• **WHAT THE EXERCISE ASKS**: Transcribe the material in full, exactly as written.

Pointing dataset excerpts

= = = =

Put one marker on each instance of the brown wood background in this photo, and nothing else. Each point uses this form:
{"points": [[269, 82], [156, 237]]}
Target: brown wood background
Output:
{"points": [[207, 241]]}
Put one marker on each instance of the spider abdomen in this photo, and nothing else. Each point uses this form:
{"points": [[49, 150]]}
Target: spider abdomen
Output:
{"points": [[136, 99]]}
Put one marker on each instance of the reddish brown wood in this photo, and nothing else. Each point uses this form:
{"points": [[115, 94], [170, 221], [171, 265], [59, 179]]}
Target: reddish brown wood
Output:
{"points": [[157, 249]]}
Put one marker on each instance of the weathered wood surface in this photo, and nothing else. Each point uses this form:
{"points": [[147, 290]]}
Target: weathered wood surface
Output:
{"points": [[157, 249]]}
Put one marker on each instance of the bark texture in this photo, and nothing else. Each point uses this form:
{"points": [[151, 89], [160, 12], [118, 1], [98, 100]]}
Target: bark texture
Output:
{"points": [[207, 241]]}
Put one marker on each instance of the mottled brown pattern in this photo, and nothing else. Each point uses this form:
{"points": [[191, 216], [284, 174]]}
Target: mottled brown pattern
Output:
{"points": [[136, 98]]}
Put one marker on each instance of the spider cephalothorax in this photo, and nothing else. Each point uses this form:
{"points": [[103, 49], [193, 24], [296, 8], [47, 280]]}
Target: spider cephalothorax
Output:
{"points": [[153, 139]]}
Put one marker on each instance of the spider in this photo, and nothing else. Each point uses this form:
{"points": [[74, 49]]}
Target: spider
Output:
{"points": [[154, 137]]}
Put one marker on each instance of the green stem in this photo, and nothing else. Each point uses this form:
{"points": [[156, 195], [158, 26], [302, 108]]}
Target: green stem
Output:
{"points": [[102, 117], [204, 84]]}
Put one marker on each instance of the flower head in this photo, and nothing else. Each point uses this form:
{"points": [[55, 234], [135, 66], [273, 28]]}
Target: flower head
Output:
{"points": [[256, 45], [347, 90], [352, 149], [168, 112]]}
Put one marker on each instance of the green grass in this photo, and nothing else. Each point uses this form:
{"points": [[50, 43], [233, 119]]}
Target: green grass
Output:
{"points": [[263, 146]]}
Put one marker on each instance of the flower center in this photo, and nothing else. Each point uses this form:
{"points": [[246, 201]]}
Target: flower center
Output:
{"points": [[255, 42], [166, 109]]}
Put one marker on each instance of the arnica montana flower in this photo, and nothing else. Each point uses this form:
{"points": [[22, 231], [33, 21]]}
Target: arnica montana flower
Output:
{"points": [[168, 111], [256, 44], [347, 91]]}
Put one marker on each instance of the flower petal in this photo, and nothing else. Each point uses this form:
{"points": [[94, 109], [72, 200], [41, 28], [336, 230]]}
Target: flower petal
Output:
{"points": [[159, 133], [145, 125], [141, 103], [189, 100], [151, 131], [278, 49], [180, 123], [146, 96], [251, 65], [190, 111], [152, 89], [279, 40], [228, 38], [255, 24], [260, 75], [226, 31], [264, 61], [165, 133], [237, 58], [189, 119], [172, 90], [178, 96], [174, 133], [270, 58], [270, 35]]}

= = = =

• **THE REPLY**:
Put one marker on each instance of the brown wood background in this photo, and nothing else. Each point uses this form:
{"points": [[269, 82], [156, 237]]}
Target: brown wood background
Output:
{"points": [[207, 241]]}
Put one marker on each instance of the spider abdomen in this photo, and nothing else. Each point uses this form:
{"points": [[49, 150]]}
Target: spider abdomen
Output:
{"points": [[136, 99]]}
Put one marker on each instance of the reddish brown wood in this photo, and nothing else. Each point uses this form:
{"points": [[115, 94], [170, 221], [171, 265], [59, 179]]}
Target: reddish brown wood
Output:
{"points": [[157, 249]]}
Put one marker on each instance of the weathered wood surface in this photo, and nothing else. Each point uses this form:
{"points": [[147, 290]]}
Target: weathered wood surface
Output:
{"points": [[157, 249]]}
Put one marker on each instance of the bark texture in this photo, and nothing else. Each point uses this form:
{"points": [[151, 89], [160, 12], [118, 1], [98, 100]]}
Target: bark texture
Output:
{"points": [[207, 241]]}
Put one marker on each instance of the mottled brown pattern in this photo, and nothing else. Each point uses this form:
{"points": [[191, 216], [284, 174]]}
Target: mottled brown pattern
Output:
{"points": [[136, 98]]}
Put one marker on each instance of the spider cephalothorax in this photo, and nothing else. Each point uses this form:
{"points": [[103, 49], [193, 24], [296, 8], [47, 280]]}
Target: spider cephalothorax
Output:
{"points": [[153, 139]]}
Put one marker on each instance of the spider in this photo, and nothing else. Each point uses this form:
{"points": [[74, 49]]}
Target: spider
Output:
{"points": [[154, 137]]}
Put one marker on each instance of the green stem in this photo, and nothing else. Each point uses this form:
{"points": [[156, 195], [158, 26], [302, 108]]}
Target: green stem
Output:
{"points": [[102, 117], [204, 84]]}
Put one marker on each instance of the flower head in this photo, and nothing else. Each point uses this form:
{"points": [[55, 234], [135, 66], [273, 28]]}
Target: flower head
Output:
{"points": [[256, 45], [347, 90], [352, 149], [168, 112]]}
Put one marker on each instance of the green grass in this photo, and nothing else. Each point uses this form:
{"points": [[50, 43], [233, 119]]}
Target: green grass
Output:
{"points": [[263, 146]]}
Put one marker on each instance of the flower center in this photo, and nothing else. Each point uses this form:
{"points": [[246, 201]]}
Target: flower center
Output:
{"points": [[255, 42], [166, 109]]}
Put one marker on each instance of the arnica montana flower in this photo, and nothing else. Each point uses this form:
{"points": [[22, 231], [33, 21]]}
Target: arnica montana flower
Output:
{"points": [[168, 111], [256, 44], [347, 91]]}
Put one marker on each instance of the flower petal in this photo, and nothing else. Each point uses this form:
{"points": [[94, 109], [72, 200], [41, 28], [336, 230]]}
Target: flower petal
Output:
{"points": [[159, 133], [145, 125], [141, 103], [189, 100], [151, 131], [278, 49], [180, 123], [146, 96], [251, 65], [190, 111], [152, 89], [279, 40], [228, 38], [255, 24], [260, 75], [226, 31], [264, 61], [165, 133], [237, 58], [189, 119], [172, 90], [178, 96], [174, 133], [270, 58], [270, 35]]}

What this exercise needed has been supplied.